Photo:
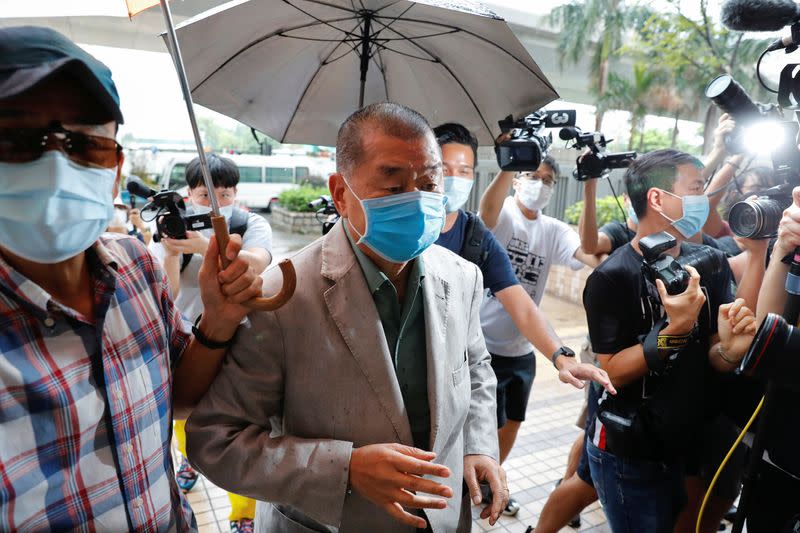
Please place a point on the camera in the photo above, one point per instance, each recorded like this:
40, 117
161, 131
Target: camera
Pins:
170, 212
759, 218
672, 271
327, 209
598, 162
730, 97
528, 145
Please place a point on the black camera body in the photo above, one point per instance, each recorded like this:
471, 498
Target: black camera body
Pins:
758, 218
672, 271
599, 162
171, 218
528, 145
327, 214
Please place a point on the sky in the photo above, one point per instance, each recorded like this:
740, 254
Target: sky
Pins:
153, 107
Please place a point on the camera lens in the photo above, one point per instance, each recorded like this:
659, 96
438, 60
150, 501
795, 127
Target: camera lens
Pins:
755, 219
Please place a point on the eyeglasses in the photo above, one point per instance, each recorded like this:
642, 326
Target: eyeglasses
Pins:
22, 145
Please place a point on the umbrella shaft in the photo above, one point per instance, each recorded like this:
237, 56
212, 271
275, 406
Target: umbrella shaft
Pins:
365, 42
177, 59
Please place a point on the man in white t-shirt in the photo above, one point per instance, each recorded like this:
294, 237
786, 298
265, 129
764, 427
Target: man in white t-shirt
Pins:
182, 258
534, 242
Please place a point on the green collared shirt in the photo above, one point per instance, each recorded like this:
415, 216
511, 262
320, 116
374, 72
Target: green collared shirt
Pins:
404, 329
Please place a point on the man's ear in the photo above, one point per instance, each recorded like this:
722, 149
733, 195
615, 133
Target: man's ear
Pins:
337, 186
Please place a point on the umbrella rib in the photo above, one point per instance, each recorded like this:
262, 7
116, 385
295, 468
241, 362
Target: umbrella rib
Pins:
308, 86
319, 20
450, 71
261, 40
480, 38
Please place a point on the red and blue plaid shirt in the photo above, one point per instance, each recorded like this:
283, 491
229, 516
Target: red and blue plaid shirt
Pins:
85, 402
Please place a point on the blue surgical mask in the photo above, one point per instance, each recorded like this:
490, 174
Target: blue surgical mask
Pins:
225, 210
456, 190
402, 226
52, 209
695, 214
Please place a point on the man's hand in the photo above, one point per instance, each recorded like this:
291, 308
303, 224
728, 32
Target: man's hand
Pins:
194, 243
682, 309
789, 227
224, 292
479, 468
390, 476
725, 125
574, 373
736, 325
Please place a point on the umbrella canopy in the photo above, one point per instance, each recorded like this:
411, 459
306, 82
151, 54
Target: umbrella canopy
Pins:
295, 69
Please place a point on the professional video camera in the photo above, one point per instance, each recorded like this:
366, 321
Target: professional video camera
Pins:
672, 271
528, 145
599, 162
325, 207
170, 212
759, 124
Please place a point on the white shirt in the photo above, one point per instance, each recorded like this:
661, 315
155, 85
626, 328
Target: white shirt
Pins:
533, 246
257, 235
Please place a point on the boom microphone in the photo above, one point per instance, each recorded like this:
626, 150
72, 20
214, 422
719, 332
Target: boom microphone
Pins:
759, 15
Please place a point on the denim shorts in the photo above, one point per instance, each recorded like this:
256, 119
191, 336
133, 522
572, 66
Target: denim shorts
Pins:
637, 495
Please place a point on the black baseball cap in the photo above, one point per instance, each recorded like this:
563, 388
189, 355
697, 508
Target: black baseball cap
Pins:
31, 54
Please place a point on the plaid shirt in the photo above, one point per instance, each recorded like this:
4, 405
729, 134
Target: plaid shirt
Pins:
85, 405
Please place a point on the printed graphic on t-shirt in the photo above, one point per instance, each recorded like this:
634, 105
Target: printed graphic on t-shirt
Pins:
527, 265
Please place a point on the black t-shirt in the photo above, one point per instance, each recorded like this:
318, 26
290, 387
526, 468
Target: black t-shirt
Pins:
498, 274
620, 307
620, 234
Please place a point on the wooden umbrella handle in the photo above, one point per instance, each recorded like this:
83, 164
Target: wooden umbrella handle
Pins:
271, 303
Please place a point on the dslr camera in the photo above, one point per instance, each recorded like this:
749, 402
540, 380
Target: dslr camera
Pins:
326, 212
528, 145
599, 162
170, 213
672, 271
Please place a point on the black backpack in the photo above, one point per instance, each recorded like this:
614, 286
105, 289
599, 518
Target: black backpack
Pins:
236, 225
474, 233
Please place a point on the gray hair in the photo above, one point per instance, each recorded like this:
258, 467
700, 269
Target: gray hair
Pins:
388, 117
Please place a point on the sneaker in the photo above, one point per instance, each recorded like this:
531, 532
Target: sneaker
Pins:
186, 476
512, 508
245, 525
576, 520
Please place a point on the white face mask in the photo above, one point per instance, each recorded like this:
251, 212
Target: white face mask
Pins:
534, 194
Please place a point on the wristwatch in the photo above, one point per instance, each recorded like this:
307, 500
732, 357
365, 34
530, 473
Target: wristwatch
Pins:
566, 352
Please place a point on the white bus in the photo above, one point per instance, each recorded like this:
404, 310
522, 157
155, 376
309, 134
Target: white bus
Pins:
261, 178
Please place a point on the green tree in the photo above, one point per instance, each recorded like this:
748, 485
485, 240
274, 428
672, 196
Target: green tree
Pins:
696, 50
634, 95
597, 27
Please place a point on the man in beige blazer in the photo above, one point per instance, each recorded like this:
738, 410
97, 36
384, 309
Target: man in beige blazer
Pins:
367, 403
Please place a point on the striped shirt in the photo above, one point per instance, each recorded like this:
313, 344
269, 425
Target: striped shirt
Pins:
85, 402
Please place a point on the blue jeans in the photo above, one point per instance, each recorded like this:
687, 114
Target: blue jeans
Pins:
637, 495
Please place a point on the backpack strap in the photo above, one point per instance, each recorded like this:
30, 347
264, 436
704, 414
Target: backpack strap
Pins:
474, 234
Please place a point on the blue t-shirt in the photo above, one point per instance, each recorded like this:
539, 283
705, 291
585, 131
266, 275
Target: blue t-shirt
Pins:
497, 271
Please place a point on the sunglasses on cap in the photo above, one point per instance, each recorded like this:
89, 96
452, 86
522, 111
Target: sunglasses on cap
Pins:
23, 145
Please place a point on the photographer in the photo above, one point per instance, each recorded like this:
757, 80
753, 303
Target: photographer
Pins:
465, 234
182, 258
664, 397
775, 505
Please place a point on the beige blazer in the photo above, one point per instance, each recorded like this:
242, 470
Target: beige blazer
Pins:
305, 384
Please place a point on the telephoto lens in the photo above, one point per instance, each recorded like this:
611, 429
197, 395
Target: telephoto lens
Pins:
707, 261
773, 353
756, 218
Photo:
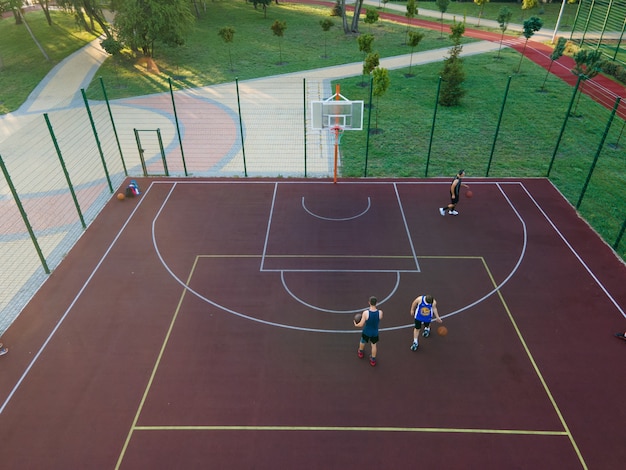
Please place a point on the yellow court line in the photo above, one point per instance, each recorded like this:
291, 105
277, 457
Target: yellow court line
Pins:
342, 256
133, 426
520, 432
537, 371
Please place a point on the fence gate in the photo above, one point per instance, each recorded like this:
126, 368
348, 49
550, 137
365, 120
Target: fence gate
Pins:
150, 148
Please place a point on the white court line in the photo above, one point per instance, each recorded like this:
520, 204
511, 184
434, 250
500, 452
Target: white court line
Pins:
344, 219
320, 330
67, 311
267, 232
97, 267
571, 248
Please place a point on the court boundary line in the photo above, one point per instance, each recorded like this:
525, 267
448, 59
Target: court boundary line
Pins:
131, 215
533, 365
264, 255
344, 219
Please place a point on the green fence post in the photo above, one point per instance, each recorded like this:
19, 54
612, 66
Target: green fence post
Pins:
67, 176
117, 138
304, 119
243, 148
95, 134
369, 122
597, 155
495, 137
432, 129
558, 141
140, 150
24, 216
619, 237
167, 172
180, 140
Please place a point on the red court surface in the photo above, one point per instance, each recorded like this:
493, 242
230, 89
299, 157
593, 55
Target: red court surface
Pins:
207, 324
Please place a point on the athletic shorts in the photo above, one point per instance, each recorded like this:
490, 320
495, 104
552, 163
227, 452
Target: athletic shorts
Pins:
365, 338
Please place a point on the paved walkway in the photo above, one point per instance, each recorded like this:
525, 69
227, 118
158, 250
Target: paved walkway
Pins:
61, 90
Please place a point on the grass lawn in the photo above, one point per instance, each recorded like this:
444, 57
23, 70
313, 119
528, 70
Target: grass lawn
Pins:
403, 117
255, 52
22, 64
548, 12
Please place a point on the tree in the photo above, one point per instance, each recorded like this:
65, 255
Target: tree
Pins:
588, 65
354, 26
557, 53
358, 4
371, 62
326, 24
46, 10
88, 12
228, 36
278, 28
381, 85
481, 4
365, 42
15, 6
453, 74
414, 39
442, 5
371, 16
411, 11
140, 24
504, 17
528, 5
264, 4
531, 26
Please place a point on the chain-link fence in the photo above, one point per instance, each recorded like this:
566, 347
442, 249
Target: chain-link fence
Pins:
61, 168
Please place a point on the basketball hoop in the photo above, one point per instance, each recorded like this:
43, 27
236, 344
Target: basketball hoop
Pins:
337, 131
337, 114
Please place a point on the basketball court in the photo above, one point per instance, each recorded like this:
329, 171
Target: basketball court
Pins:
207, 323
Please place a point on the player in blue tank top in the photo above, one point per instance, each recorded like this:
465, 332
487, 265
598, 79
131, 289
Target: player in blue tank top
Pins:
370, 319
423, 309
455, 189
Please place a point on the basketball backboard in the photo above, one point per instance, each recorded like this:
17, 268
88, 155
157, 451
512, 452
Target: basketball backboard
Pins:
337, 111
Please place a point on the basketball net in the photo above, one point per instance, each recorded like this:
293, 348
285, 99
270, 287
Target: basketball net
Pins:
338, 132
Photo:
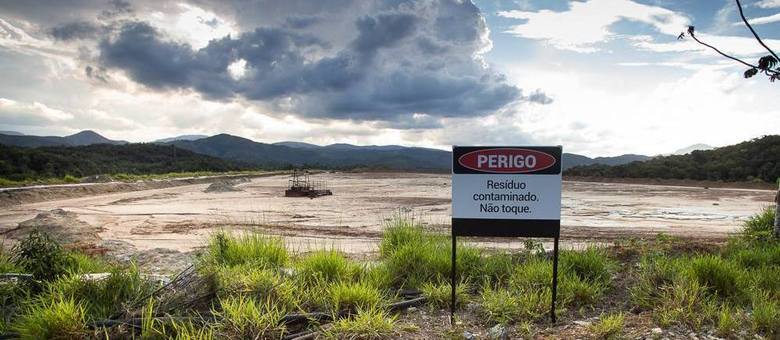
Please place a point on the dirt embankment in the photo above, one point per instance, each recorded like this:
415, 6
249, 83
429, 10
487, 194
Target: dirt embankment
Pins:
675, 182
23, 195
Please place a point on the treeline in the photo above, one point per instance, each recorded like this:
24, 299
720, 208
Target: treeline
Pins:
755, 160
18, 164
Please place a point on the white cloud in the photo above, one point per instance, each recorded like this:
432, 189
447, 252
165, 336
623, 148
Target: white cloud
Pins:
762, 20
237, 69
636, 111
768, 4
587, 23
737, 46
192, 25
13, 112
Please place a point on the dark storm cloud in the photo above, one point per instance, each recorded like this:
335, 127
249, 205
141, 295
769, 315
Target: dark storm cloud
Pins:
396, 59
75, 30
383, 30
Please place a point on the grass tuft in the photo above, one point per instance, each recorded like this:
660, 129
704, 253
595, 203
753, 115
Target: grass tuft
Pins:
366, 324
766, 315
328, 265
592, 264
721, 277
246, 317
62, 318
439, 295
256, 249
609, 326
354, 296
506, 306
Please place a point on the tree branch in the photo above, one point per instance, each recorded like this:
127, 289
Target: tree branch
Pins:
739, 5
721, 53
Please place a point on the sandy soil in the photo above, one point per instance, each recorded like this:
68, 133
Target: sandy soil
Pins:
180, 218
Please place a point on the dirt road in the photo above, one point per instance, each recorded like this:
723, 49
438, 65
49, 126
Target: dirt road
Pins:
179, 219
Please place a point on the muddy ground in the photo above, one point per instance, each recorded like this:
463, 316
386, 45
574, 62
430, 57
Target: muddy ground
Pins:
161, 225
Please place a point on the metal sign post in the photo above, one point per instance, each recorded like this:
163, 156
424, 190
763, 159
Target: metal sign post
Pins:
503, 191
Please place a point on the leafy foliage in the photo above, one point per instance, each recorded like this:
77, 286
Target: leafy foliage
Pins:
40, 256
17, 163
755, 160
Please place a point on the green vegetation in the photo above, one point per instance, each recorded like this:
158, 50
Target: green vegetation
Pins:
366, 324
754, 160
62, 164
251, 284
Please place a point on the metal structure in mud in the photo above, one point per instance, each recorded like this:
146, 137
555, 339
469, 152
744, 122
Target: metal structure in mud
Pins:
302, 186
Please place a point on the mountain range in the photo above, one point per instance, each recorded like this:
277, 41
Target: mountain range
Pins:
86, 137
290, 153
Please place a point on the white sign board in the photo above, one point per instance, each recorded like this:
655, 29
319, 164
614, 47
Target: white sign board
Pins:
506, 191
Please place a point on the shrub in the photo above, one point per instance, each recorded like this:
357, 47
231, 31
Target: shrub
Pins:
354, 296
245, 317
257, 249
83, 263
7, 264
40, 256
507, 306
366, 324
63, 319
760, 227
439, 295
329, 265
13, 297
609, 326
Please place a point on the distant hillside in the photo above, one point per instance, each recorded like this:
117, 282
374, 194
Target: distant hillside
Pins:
688, 149
17, 163
757, 159
348, 156
342, 156
182, 137
571, 160
86, 137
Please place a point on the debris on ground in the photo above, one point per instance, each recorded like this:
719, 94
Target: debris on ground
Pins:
62, 225
222, 186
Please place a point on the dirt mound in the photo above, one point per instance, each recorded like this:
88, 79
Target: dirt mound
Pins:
222, 186
97, 179
63, 226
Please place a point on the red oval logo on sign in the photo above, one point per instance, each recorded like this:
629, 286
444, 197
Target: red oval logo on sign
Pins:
507, 160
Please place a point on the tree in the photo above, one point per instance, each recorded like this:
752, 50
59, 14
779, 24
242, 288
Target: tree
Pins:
767, 65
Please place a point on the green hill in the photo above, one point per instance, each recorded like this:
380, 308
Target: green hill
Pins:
18, 164
754, 160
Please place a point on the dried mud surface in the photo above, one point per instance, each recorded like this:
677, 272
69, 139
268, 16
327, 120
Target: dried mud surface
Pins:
177, 219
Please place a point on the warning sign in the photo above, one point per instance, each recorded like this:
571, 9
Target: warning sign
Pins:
506, 191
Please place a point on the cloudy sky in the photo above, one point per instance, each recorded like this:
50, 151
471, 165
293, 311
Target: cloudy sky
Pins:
600, 77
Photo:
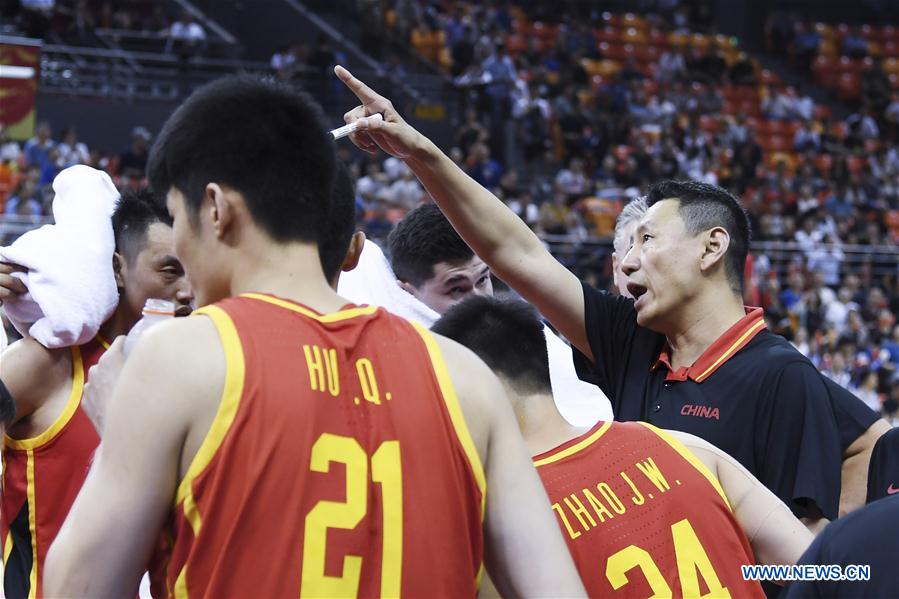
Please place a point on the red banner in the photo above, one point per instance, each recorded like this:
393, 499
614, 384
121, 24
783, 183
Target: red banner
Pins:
20, 61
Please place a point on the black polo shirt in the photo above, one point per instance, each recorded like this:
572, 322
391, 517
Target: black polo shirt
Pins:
883, 472
853, 416
751, 393
868, 536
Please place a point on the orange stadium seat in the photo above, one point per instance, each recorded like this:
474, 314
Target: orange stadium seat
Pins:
890, 48
775, 143
849, 87
658, 38
632, 35
828, 48
824, 70
678, 40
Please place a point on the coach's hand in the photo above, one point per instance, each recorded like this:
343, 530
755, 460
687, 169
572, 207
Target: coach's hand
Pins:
11, 286
102, 378
392, 134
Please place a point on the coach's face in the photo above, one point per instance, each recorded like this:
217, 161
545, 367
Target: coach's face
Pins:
619, 277
195, 246
153, 272
662, 266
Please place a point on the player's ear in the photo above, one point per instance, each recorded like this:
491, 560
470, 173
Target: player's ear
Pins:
219, 202
407, 287
119, 267
717, 240
357, 244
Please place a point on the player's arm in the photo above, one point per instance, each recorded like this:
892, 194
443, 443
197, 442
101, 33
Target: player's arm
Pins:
105, 544
856, 459
32, 373
495, 233
776, 535
524, 550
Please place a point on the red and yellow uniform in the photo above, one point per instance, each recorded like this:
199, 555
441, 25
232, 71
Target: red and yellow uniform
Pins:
41, 478
338, 464
644, 517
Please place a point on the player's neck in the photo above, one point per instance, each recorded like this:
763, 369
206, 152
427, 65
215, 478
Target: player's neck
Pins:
705, 319
118, 324
542, 426
290, 271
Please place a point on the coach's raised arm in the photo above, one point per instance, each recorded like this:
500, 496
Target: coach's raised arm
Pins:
686, 354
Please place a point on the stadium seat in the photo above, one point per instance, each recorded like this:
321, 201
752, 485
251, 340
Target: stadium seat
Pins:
849, 87
633, 35
823, 162
824, 71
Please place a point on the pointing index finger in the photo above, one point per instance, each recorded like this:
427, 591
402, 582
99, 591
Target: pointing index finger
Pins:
365, 94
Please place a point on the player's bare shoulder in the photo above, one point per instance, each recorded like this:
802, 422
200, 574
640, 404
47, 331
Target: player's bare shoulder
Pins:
476, 386
34, 373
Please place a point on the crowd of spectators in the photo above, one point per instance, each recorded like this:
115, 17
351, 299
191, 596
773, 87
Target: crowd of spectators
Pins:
585, 141
566, 141
77, 21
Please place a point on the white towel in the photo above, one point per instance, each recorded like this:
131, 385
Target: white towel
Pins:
373, 282
71, 284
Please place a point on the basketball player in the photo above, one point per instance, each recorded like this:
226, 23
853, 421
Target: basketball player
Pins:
51, 439
311, 447
644, 511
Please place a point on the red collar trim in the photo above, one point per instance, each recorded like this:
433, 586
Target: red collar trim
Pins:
733, 340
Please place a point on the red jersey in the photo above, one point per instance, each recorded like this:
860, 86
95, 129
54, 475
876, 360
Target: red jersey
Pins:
41, 478
644, 517
338, 464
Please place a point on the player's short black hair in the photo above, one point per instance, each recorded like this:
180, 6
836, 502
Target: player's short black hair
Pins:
262, 138
7, 405
422, 239
135, 211
506, 334
335, 241
703, 206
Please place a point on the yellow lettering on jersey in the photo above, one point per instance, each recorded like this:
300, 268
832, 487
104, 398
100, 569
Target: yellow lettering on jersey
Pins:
601, 511
655, 476
580, 511
573, 534
638, 496
333, 374
693, 562
316, 368
610, 497
367, 379
322, 364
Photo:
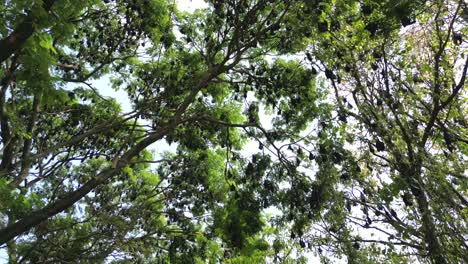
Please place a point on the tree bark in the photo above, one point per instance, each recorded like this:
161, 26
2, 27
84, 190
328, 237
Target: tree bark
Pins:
36, 217
23, 31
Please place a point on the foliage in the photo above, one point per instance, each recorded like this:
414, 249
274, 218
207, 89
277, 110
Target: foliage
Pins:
358, 110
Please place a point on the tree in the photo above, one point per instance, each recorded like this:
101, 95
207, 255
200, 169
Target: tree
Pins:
366, 133
399, 91
75, 173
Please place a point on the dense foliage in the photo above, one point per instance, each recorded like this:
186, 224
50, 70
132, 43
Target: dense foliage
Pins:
333, 128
····················
• Stated task:
Quote precisely the lines of the data from the line containing "Please place a point on the yellow lettering" through its final line, both included, excluding pictures.

• Output of the task:
Please place a point on the yellow lettering on jersey in the photo above, one point per instance, each recorded like this:
300, 268
832, 487
104, 398
100, 569
Target: yellow lettering on jersey
Pins:
601, 511
655, 476
580, 511
573, 534
638, 496
333, 374
693, 562
316, 368
610, 497
367, 379
322, 364
Photo:
Please place a point on the tree bark in the photo above, one point per instance, each recorded like this:
161, 26
2, 27
84, 190
328, 237
Target: tree bark
Pins:
36, 217
23, 31
Please place a point on the foliage in the photo above, one point per instance, each recorded like this:
414, 249
274, 218
207, 89
277, 110
Target: foliage
Pins:
358, 110
Please place a point on the tree in the photo above, one point per instance, each recorded like this:
101, 95
207, 255
200, 169
Target: tree
Pins:
366, 133
399, 91
75, 173
Please place a point on the dense foliage in the photo above, one point per instance, each recorded like this:
186, 224
50, 70
132, 43
Target: dense foliage
Pins:
333, 128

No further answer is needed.